Aim of the task:
Exactly and only the lines from the line holding "For every instance of the forehead, the" to the end of the records should be reproduced. Leave pictures out.

Segment Open

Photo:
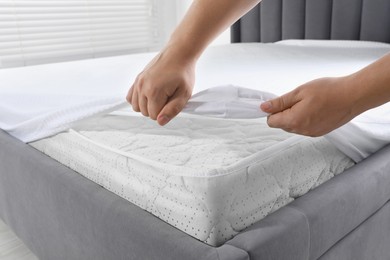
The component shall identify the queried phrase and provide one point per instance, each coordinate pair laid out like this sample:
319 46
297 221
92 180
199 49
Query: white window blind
43 31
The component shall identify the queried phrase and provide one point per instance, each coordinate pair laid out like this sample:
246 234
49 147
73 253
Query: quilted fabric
210 178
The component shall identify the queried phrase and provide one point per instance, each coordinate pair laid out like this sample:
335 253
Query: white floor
11 247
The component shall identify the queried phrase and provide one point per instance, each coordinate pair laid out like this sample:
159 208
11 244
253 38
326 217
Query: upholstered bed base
61 215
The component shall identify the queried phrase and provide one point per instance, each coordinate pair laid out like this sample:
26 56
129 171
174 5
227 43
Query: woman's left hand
313 109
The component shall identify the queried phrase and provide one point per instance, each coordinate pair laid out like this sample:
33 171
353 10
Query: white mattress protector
210 178
39 101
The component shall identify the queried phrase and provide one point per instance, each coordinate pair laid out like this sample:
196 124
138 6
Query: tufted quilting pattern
210 178
275 20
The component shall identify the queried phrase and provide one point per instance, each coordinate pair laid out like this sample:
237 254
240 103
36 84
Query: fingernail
266 106
163 120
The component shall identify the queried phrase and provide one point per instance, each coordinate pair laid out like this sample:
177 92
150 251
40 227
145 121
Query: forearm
203 22
370 87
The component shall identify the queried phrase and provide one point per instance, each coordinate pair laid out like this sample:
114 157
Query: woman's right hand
163 88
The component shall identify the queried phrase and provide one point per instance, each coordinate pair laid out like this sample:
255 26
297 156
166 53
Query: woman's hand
313 109
163 88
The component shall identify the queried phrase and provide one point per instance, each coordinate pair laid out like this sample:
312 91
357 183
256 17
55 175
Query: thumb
173 107
279 104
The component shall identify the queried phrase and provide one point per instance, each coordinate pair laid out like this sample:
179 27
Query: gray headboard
274 20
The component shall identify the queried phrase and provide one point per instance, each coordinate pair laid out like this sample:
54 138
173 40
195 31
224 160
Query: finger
155 105
134 101
279 104
280 120
173 107
130 94
143 105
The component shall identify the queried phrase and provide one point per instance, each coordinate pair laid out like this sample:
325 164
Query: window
43 31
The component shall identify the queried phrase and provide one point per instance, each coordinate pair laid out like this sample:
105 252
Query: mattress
210 178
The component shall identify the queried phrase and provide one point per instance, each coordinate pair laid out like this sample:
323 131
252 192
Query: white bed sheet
210 178
39 101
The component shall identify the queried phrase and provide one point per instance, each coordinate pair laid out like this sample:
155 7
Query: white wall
173 11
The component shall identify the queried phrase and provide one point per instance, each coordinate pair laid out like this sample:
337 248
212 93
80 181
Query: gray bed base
61 215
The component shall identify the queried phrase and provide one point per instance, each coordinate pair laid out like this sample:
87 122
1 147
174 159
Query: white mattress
210 178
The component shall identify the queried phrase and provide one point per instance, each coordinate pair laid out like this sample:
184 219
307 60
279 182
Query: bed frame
61 215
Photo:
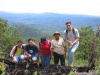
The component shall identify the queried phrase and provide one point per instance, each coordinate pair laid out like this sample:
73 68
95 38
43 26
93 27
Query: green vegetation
10 34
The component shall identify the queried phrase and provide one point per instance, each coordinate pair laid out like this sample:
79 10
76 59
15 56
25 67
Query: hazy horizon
81 7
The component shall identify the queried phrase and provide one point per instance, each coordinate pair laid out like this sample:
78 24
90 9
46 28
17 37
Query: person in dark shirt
31 50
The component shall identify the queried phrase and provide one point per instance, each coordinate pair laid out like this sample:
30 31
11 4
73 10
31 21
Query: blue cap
43 39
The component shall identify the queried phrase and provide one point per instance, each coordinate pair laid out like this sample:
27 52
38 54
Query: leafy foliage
86 37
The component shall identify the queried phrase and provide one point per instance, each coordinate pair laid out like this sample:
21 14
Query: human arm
12 51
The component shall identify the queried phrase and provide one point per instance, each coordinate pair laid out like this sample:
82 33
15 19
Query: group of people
54 49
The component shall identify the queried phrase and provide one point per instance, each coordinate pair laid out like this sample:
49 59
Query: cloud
89 7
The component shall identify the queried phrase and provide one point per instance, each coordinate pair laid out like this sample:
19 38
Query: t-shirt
58 46
31 49
70 36
18 51
45 48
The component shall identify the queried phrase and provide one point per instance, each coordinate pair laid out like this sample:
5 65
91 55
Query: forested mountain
47 23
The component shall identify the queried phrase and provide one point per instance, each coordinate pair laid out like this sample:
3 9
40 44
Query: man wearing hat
44 48
58 49
71 36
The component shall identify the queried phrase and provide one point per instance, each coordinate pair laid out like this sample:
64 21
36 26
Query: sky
85 7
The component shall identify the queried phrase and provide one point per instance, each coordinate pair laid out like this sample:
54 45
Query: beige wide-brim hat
56 33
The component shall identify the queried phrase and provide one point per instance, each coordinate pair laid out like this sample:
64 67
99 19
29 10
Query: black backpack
73 30
16 49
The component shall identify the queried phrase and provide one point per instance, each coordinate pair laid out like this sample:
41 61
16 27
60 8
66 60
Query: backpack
73 30
16 49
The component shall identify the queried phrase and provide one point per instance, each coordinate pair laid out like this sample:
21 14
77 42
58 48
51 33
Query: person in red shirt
44 48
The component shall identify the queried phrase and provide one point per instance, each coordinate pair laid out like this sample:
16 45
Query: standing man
31 50
17 52
44 48
71 36
58 49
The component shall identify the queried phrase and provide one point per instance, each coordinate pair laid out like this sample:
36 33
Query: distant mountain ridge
49 21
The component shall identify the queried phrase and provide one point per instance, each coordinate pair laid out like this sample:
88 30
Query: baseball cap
43 39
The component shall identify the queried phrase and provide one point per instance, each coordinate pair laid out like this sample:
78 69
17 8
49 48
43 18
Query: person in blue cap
44 48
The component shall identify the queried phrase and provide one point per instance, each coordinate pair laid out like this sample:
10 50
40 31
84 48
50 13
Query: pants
19 58
71 52
57 57
45 60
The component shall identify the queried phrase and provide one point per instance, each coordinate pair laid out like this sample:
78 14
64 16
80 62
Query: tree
86 38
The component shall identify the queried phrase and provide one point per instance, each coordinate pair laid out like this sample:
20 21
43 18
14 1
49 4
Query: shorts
19 58
34 56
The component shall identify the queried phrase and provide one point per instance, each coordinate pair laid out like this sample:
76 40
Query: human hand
52 57
71 44
29 55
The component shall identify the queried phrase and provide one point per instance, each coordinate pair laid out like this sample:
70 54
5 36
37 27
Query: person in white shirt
71 36
58 49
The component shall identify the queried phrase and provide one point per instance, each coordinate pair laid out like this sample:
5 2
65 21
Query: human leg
62 60
47 59
71 52
42 60
56 58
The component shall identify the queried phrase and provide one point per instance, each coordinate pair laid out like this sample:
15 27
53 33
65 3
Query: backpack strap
15 50
73 30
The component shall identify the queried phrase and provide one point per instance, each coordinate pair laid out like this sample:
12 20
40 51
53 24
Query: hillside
47 23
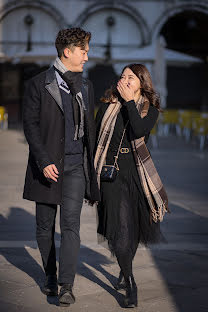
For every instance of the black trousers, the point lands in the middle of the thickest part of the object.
(70, 210)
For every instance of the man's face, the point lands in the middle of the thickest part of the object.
(75, 58)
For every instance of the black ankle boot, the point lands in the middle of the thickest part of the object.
(131, 300)
(50, 287)
(120, 282)
(66, 296)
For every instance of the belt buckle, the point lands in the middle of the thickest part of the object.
(124, 150)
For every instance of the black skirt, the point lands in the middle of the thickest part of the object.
(124, 213)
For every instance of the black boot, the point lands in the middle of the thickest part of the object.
(50, 287)
(131, 300)
(66, 296)
(120, 282)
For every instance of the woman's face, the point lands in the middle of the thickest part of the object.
(131, 80)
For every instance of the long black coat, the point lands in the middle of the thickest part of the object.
(44, 128)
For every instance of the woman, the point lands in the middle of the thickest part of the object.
(132, 205)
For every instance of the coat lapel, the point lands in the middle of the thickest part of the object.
(52, 87)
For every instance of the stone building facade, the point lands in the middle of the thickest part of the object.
(168, 36)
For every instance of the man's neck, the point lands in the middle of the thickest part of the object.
(62, 59)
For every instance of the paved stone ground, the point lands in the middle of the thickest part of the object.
(171, 277)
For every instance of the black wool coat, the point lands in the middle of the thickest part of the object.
(44, 128)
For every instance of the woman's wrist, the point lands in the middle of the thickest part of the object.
(128, 102)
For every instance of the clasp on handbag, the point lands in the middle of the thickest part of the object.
(124, 150)
(115, 163)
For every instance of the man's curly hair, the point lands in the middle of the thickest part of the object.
(71, 37)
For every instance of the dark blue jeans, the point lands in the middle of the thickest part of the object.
(70, 210)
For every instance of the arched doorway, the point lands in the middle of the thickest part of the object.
(109, 44)
(186, 32)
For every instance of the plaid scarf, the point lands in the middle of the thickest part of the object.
(74, 82)
(150, 180)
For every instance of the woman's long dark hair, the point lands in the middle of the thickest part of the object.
(146, 86)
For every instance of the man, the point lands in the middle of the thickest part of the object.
(58, 119)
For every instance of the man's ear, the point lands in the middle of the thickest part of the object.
(67, 52)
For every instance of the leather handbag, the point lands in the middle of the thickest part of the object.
(109, 172)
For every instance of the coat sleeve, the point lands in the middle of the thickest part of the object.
(99, 117)
(92, 112)
(141, 126)
(31, 125)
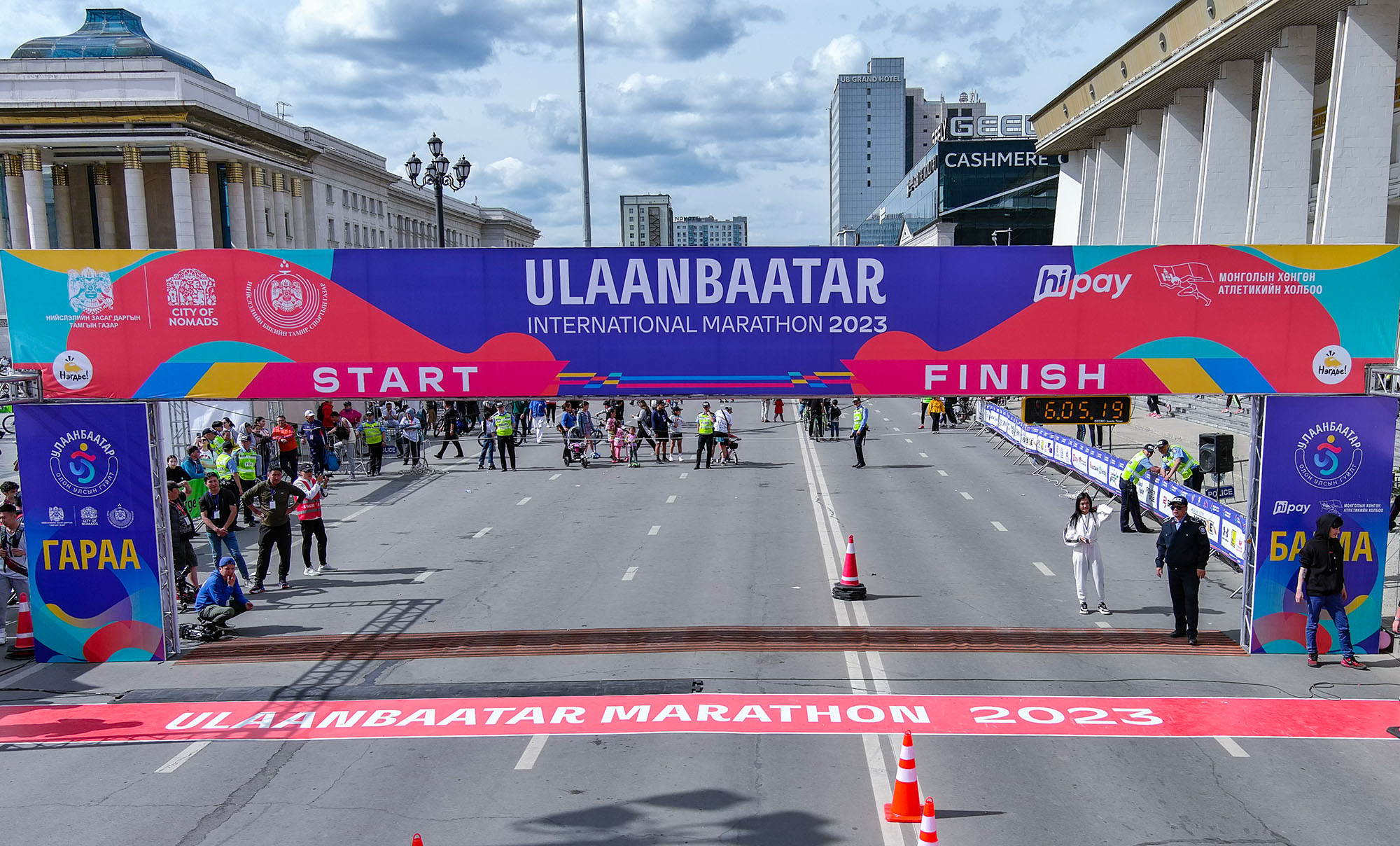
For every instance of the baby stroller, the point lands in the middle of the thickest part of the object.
(575, 448)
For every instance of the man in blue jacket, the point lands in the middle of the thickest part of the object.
(1184, 550)
(220, 599)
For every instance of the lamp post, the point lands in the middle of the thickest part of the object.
(438, 176)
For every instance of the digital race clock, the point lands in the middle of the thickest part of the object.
(1094, 411)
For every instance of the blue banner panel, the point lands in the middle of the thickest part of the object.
(90, 529)
(1322, 455)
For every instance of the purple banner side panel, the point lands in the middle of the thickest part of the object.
(90, 532)
(1322, 455)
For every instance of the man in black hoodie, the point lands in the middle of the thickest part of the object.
(1321, 572)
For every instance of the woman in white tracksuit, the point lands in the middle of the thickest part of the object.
(1082, 534)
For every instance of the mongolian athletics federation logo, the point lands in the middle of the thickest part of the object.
(286, 303)
(83, 463)
(1185, 279)
(1328, 456)
(90, 292)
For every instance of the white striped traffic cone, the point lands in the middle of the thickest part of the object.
(905, 806)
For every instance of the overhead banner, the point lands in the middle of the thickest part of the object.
(1224, 526)
(737, 321)
(1318, 456)
(90, 533)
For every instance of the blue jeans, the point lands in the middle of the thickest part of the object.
(232, 543)
(1339, 618)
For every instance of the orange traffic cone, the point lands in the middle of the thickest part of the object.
(23, 646)
(929, 827)
(905, 806)
(850, 585)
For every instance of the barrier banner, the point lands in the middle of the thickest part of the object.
(1322, 455)
(1224, 526)
(90, 533)
(738, 321)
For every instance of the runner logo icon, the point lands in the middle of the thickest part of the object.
(286, 303)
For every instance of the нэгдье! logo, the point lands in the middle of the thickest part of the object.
(83, 463)
(286, 303)
(1328, 456)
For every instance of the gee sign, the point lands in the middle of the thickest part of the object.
(992, 127)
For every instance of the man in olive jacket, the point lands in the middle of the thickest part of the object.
(1184, 548)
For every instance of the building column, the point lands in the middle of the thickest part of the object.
(260, 197)
(181, 202)
(237, 208)
(15, 202)
(201, 198)
(1108, 186)
(106, 209)
(279, 212)
(1140, 179)
(299, 215)
(1356, 144)
(1180, 169)
(1223, 198)
(1279, 184)
(36, 211)
(135, 184)
(64, 207)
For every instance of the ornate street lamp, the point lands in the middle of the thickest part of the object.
(439, 176)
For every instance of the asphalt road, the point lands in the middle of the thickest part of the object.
(948, 533)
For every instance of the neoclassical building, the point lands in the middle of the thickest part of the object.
(111, 141)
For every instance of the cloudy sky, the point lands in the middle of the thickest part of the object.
(719, 103)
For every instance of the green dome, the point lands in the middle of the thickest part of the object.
(107, 34)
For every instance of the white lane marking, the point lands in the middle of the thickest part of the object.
(356, 515)
(531, 753)
(184, 756)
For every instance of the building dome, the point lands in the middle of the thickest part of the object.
(107, 34)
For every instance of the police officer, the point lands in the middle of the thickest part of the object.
(505, 424)
(246, 467)
(372, 431)
(705, 436)
(860, 425)
(1138, 469)
(1184, 550)
(1181, 460)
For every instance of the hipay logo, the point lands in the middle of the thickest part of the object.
(1059, 281)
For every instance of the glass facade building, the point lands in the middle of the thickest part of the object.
(971, 193)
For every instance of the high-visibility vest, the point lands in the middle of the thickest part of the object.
(309, 509)
(1135, 470)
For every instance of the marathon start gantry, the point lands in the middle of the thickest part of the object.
(704, 281)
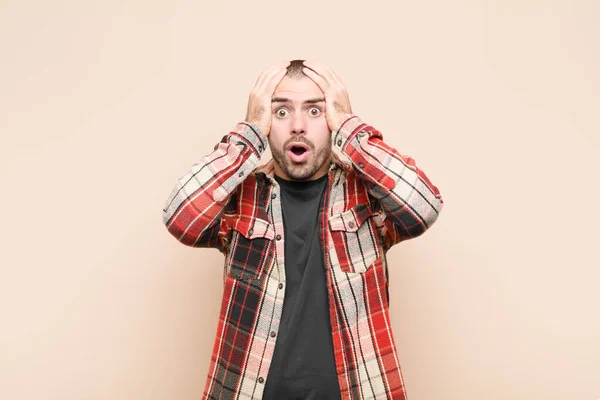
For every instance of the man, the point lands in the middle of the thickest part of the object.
(305, 305)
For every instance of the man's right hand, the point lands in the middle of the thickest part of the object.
(259, 103)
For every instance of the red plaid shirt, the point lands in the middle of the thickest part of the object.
(375, 198)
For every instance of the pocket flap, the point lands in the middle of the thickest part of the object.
(253, 228)
(351, 220)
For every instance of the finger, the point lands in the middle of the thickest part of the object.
(337, 78)
(268, 72)
(269, 75)
(318, 79)
(321, 69)
(274, 82)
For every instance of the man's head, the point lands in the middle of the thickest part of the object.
(300, 138)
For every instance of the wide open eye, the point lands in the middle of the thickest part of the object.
(314, 111)
(281, 113)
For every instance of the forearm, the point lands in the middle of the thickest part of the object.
(405, 193)
(192, 212)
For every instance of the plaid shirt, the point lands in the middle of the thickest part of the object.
(374, 198)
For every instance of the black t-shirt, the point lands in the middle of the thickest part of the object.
(303, 365)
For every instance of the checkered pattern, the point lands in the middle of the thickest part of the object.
(375, 198)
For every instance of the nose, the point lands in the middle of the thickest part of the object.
(298, 124)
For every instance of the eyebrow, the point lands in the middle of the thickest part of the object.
(286, 100)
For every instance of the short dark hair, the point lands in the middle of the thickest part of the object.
(295, 69)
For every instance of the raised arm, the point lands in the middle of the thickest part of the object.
(193, 212)
(410, 202)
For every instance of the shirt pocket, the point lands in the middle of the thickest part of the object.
(354, 239)
(251, 251)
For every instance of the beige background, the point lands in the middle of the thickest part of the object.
(104, 104)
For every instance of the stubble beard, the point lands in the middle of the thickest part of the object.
(302, 171)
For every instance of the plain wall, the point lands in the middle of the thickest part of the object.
(105, 104)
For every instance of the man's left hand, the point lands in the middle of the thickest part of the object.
(337, 102)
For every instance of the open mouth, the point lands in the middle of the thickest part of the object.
(298, 152)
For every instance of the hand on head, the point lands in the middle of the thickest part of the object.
(259, 103)
(337, 102)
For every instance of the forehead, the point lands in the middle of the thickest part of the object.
(297, 89)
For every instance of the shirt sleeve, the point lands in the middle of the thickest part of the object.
(193, 212)
(408, 199)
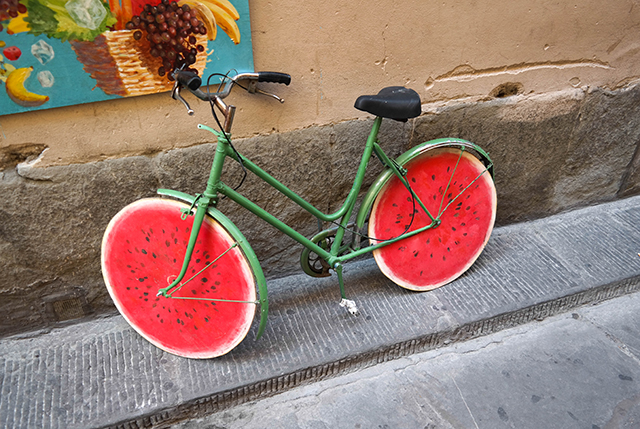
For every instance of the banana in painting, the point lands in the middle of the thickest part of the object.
(57, 53)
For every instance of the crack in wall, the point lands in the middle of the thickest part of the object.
(466, 73)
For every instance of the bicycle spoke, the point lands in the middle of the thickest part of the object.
(170, 294)
(444, 195)
(462, 191)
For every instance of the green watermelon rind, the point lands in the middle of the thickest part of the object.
(248, 317)
(388, 271)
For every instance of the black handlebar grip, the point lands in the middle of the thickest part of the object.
(274, 77)
(188, 79)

Segment Closed

Solution below:
For every instance of the forehead, the point lands in the middle of the thickest part of the object.
(297, 89)
For every instance of the shirt sleeve, the point lands in the middle of the thickest part of the object.
(193, 212)
(408, 199)
For every instance of the banana in painting, the point lands in the middle of the thickest part of the object.
(57, 53)
For every instance of the crack in wall, the point lands in the middle of the thickest part of the object.
(466, 73)
For every instance of the bicycle spoke, the point lands in the middle of the thickest part of the object.
(170, 294)
(444, 195)
(462, 191)
For every instance of the green watermelon rind, the point lands in the middle of the thickest part of the object.
(248, 317)
(388, 271)
For every instance of the black handlebar grip, the point lands in the middle of the thickest part of the object.
(274, 77)
(188, 79)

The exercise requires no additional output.